— Begin —
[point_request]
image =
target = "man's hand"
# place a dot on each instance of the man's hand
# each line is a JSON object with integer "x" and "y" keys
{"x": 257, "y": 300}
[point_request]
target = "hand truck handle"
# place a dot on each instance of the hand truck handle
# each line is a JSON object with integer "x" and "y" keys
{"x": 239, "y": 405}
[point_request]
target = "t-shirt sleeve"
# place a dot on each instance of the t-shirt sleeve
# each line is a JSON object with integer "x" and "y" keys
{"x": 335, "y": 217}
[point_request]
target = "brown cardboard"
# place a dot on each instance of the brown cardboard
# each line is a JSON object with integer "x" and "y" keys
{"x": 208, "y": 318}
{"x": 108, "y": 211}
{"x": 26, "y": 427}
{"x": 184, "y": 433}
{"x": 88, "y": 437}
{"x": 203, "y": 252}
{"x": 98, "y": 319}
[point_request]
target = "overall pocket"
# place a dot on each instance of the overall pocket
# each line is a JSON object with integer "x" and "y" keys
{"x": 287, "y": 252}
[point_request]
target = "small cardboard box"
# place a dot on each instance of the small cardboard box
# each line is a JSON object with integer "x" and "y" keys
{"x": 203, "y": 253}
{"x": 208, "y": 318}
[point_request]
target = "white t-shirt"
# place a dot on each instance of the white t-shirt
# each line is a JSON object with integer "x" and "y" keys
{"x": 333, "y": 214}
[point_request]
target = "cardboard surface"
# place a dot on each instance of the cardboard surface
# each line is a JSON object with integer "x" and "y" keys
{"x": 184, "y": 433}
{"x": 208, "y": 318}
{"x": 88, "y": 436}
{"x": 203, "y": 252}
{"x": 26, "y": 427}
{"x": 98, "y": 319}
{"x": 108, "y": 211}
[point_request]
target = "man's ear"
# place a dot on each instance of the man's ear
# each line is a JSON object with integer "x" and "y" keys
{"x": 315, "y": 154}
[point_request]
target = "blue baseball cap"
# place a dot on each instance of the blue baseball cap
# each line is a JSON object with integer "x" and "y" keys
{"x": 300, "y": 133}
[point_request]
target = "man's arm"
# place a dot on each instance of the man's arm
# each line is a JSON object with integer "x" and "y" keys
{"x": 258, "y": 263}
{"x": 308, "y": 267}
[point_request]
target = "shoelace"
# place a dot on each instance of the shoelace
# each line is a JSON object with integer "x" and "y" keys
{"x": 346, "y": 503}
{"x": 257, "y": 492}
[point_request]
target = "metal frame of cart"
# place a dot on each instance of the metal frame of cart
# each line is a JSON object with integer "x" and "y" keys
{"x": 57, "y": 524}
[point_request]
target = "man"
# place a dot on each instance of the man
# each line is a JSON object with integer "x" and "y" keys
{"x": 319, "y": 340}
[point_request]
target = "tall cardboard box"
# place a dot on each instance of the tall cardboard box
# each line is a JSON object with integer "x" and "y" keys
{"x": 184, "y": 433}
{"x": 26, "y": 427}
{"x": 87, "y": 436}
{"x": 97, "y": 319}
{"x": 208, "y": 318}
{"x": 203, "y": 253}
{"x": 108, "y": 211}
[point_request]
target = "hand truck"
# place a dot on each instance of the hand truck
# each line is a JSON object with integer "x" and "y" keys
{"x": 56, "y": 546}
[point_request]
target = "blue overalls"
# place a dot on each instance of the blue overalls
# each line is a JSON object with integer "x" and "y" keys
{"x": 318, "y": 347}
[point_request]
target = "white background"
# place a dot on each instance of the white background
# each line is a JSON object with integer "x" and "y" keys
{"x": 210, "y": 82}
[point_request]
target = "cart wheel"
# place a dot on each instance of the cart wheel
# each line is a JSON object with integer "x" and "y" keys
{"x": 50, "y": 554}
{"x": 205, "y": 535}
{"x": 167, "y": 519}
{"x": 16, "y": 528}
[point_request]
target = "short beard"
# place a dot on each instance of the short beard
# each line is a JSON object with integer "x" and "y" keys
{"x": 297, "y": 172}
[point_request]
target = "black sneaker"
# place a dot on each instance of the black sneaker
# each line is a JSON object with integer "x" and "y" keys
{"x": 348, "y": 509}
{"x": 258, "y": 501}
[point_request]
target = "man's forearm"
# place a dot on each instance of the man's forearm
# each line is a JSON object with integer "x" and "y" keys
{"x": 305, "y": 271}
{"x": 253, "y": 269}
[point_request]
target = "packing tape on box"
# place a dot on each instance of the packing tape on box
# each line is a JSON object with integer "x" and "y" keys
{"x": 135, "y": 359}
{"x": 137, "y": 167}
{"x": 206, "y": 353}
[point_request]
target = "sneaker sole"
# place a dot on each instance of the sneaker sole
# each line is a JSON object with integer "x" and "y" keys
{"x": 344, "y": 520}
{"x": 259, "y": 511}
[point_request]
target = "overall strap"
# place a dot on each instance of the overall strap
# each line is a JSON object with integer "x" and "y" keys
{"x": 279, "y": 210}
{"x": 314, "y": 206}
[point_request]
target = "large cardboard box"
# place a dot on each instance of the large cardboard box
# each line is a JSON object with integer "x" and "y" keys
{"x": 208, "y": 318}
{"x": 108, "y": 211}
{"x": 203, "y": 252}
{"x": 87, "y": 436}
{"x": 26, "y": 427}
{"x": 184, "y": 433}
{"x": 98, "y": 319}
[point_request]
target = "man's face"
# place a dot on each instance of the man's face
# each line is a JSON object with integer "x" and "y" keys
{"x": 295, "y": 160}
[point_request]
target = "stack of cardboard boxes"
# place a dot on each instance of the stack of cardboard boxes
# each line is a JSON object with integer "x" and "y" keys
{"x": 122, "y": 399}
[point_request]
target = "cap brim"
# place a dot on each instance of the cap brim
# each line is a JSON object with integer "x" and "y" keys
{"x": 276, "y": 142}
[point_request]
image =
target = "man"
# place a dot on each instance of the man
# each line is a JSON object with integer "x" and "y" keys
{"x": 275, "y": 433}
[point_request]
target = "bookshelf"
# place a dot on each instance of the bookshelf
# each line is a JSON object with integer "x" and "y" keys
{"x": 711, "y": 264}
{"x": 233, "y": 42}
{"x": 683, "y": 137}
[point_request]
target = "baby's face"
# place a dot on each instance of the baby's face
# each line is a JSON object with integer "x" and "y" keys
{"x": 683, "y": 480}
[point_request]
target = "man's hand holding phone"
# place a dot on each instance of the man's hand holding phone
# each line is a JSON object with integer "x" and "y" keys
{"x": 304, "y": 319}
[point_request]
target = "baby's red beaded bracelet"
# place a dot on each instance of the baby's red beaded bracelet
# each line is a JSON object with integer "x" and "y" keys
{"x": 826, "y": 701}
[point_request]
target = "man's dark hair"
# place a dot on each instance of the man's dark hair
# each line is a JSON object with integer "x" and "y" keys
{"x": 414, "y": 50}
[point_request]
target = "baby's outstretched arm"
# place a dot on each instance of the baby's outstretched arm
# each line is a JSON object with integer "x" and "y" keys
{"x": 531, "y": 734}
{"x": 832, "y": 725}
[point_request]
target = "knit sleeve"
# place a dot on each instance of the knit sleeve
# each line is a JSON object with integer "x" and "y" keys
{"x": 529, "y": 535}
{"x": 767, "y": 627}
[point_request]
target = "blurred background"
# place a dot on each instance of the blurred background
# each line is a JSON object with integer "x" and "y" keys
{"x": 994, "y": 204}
— End —
→ Task statement
State how many lines in the items above contain the string "bracelet", counting only exact-case matches, and give that number alone.

→ Answer for this exercise
2